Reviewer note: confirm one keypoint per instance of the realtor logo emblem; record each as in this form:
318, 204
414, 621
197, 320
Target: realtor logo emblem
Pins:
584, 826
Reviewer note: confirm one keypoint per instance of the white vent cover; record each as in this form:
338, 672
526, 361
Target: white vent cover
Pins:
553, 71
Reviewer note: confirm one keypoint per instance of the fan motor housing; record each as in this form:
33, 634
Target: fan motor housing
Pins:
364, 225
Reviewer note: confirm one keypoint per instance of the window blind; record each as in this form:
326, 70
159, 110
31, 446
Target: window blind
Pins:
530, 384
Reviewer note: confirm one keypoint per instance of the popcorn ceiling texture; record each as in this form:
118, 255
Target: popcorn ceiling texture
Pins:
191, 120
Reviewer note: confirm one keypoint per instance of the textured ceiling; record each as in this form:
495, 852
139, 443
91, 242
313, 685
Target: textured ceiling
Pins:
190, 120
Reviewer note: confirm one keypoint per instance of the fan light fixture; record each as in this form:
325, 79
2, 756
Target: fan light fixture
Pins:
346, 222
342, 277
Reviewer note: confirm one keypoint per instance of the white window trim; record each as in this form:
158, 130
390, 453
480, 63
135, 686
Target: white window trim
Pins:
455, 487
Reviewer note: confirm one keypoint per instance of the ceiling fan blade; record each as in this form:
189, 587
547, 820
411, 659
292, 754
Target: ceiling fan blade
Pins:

--------------------------------

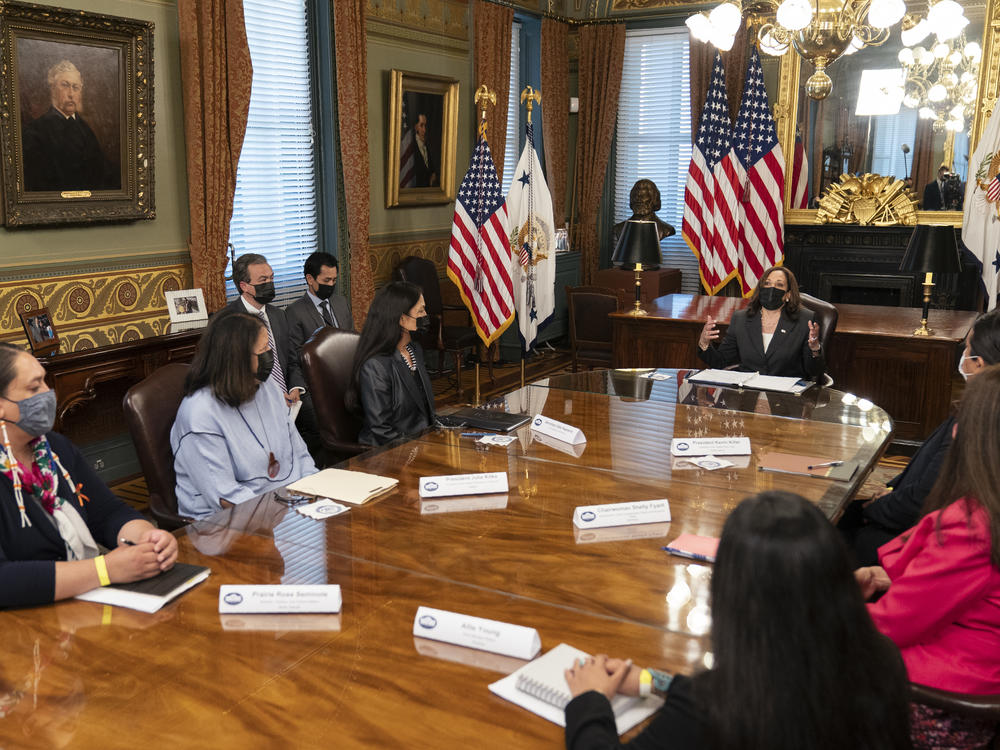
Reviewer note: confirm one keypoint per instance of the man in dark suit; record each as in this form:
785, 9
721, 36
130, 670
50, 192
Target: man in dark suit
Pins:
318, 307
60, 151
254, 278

--------------------------------

Give the exact lines, and only those, from the line containing "Reviewer note: confirm one keypoint per instance of the realtor" through the line containing "Reviewer note: confirm one keypoint per instance of the window" in the entries above.

→ RESPONSE FOR THIS EXERCISE:
Reviewer note: confirm one keypoint per instance of the realtor logo emblem; record each as in this form:
318, 204
414, 621
197, 320
Target: realtor logo emblem
Pins:
584, 826
Reviewer note: confirm one keypoint per instance of the white vent cover; record each as in this form:
338, 672
526, 361
Target: white vent cover
Pins:
553, 71
Reviewer note: confirm one keypoint per instance of the fan motor housing; record each as in this form:
33, 634
Target: fan motor housing
Pins:
364, 225
Reviewer note: confirm one keypoint per instance of the window blind; record each as in this form:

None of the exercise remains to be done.